● Task requirements
Copy out every line of the listing below without changing a single character.
— Begin Listing —
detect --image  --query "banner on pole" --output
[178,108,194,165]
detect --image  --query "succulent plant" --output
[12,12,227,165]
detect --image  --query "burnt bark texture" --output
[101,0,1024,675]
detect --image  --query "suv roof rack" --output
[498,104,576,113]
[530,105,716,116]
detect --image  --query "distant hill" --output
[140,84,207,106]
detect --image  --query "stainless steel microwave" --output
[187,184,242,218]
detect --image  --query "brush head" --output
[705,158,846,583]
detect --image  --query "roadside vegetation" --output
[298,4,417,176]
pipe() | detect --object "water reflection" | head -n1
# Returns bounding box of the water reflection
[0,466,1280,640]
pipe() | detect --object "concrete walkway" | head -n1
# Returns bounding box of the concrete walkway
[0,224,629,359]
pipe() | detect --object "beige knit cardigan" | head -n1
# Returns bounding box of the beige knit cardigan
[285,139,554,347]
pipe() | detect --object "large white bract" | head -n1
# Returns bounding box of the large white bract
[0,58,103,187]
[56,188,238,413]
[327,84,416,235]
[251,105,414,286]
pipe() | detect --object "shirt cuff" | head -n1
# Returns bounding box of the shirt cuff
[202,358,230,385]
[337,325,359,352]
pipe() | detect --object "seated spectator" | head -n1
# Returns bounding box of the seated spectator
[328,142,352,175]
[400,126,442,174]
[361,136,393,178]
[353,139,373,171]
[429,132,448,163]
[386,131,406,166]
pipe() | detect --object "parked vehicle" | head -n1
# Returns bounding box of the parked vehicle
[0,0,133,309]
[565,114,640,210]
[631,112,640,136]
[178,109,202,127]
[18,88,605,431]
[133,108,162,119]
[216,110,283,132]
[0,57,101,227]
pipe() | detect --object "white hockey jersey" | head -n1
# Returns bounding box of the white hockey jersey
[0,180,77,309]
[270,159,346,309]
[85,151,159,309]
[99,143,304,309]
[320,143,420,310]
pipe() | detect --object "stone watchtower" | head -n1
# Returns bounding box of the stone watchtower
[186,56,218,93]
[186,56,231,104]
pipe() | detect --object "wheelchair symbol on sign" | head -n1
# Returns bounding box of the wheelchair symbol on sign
— End Listing —
● Result
detect --image  --query "banner on pole" --output
[178,108,194,165]
detect --image  --query "succulent plant" --output
[12,12,227,165]
detect --image  --query "burnt bark texture" --output
[101,0,1024,675]
detect --image  --query "suv roof rack" --output
[498,104,576,113]
[530,105,716,116]
detect --image  --query "distant hill" --output
[140,84,207,106]
detect --image  --query "stainless steel microwave" --output
[187,184,242,218]
detect --image  --query "brush head" --output
[705,158,846,583]
detect --image  --query "roadside vegetation" --output
[298,4,417,176]
pipe() | detect --object "water reflection" | head -n1
# Returns bounding box of the water reflection
[0,466,1280,640]
pipe() | detect --object "concrete walkway" | head -n1
# Returns bounding box of the concrete walkway
[0,224,629,359]
pipe() | detect --object "beige knit cardigan" | head -n1
# Returns bounding box of the beige knit cardigan
[285,139,554,347]
pipe() | detect --object "large white bract" | head -n1
# Returns bounding box of the large white bract
[0,58,103,187]
[56,188,238,413]
[327,84,416,235]
[251,105,414,286]
pipe() | detect --object "shirt cuff" | head -n1
# Returns bounding box of the shirt cuff
[202,358,230,385]
[337,325,359,352]
pipe() | detect --object "seated spectator" | head -n1
# Returns bounding box of the seated spectator
[328,142,352,175]
[400,126,442,174]
[361,136,393,178]
[353,139,373,171]
[429,132,448,163]
[386,131,406,166]
pipe() | detect --object "parked vehicle" | head -n1
# Returns bounding box of the parked vehicle
[0,0,133,309]
[565,114,640,210]
[631,112,640,136]
[178,109,202,127]
[18,88,605,431]
[133,108,162,119]
[216,110,283,132]
[0,57,101,227]
pipe() | detect --object "white hockey jersey" | head -n1
# Returns bounding box of the white hockey jersey
[0,180,77,309]
[270,159,346,309]
[85,151,159,309]
[99,143,304,309]
[320,143,420,310]
pipe() | detect --object "stone watchtower" | head -n1
# Returns bounding box of the stone watchtower
[186,56,218,93]
[186,56,231,104]
pipe() | detect --object "wheelchair symbol on sign" | head -n1
# Returns bounding box of the wheelchair symbol on sign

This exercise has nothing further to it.